▶ Tujuan 1:
Sebutkan semua bentuk daya upaya yang menurut kutipan tentang konflik tidak mengubah fakta.
▶ Tujuan 2:
Jawab pertanyaan berikut berdasarkan kutipan tentang konflik.
(a) Apa yang sudah terjadi kalau kita tidak memahami kenyataan apa adanya?
(b) Mengapa setiap respons pikiran terhadap kenyataan selalu menimbulkan konflik?
(c) Konflik batin kemudian terproyeksi dalam apa?
▶ Tujuan 3:
Tolong lanjutkan kutipan tentang konflik setelah kalimat terakhirnya.

▶ Kutipan Bacaan:
****

Kalau
kita tidak memahami kenyataan (realitas) apa adanya, di sana sudah
terjadi konflik. Setiap respons pikiran terhadap kenyataan selalu
menimbulkan konflik, karena pikiran menghalangi pemahaman terhadap
kenyataan seutuhnya. Latar belakang pengalaman, pikiran, keinginan, atau
harapan mendistorsi kenyataan.
Penolakan atas kenyataan dan keinginan untuk menjadi lain dari kenyataan apa adanya, menciptakan konflik dalam batin. Konflik
batin ini kemudian terproyeksi dalam konflik antarpribadi dan konflik
sosial. Adalah fakta bahwa aku marah, aku ambisius, aku iri, aku minder,
aku takut, aku suka seks, aku suka kekuasaan, aku menderita, aku
depresi, aku rapuh, aku terluka, dan seterusnya. Seluruh daya upaya
untuk mengendalikan, menekan, menutupi atau menolak, tidak mengubah
fakta.

****

▶ Data Tercatat:
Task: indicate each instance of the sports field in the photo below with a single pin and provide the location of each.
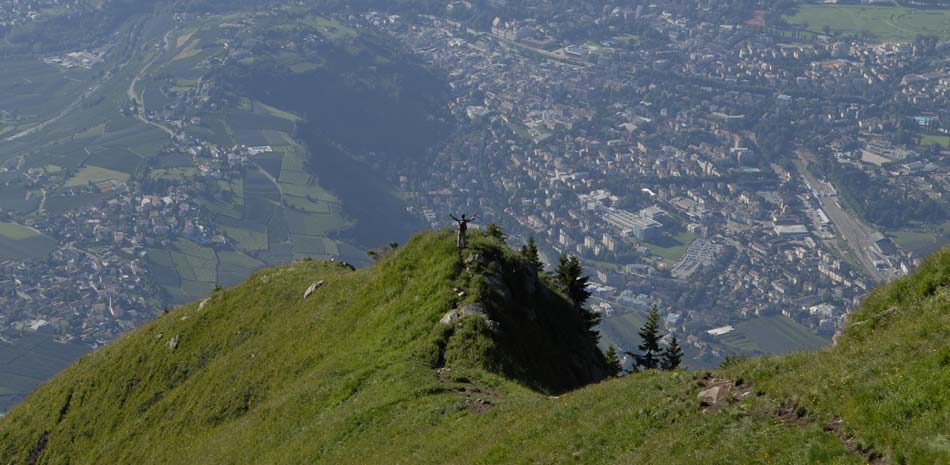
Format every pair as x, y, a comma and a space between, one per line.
882, 22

****

▶ Jawaban Tertulis 1:
Mengendalikan, menekan, menutupi, dan menolak.

▶ Jawaban Tertulis 2:
(a) Di sana sudah terjadi konflik.
(b) Karena pikiran menghalangi pemahaman terhadap kenyataan seutuhnya.
(c) Dalam konflik antarpribadi dan konflik sosial.

▶ Jawaban Tertulis 3:
Kita
menyenangi proses-menjadi, karena kita enggan menghadapi fakta. Kita
mengatakan, ”aku ingin tidak menderita,” ”aku berharap menjadi lebih
sabar,” ”aku ingin tertib.” Penderitaan, kemarahan, kekacauan adalah
fakta; kebahagiaan, kesabaran, ketertiban bukanlah fakta. Kebahagiaan
hanyalah proyeksi pikiran yang kita ciptakan, kita kejar, dan kita tidak
pernah mendapatkannya. Proses-menjadi adalah pengingkaran atas
kenyataan. Proses itu menciptakan kontradiksi dan menambah konflik baru.
Hidup
kita adalah kisah pengendalian diri atau pendisiplinan diri untuk
mengejar pola ideal tertentu. Terjadi pengendalian diri, karena tidak
terdapat pemahaman diri. Aku apa adanya ini dipandang buruk dan aku yang
ideal dipandang baik. Lalu aku berjuang mendisiplinkan diri yang buruk
untuk mencapai diri yang baik.
Aku
membuat pemisahan baik dan buruk. Mengapa membuat pembedaan baik dan
buruk? Bila batin sadar secara total, waspada, terjaga; maka tidak ada
yang disebut baik dan buruk. Yang ada hanyalah perhatian penuh, keadaan
cinta, keadaan bangun.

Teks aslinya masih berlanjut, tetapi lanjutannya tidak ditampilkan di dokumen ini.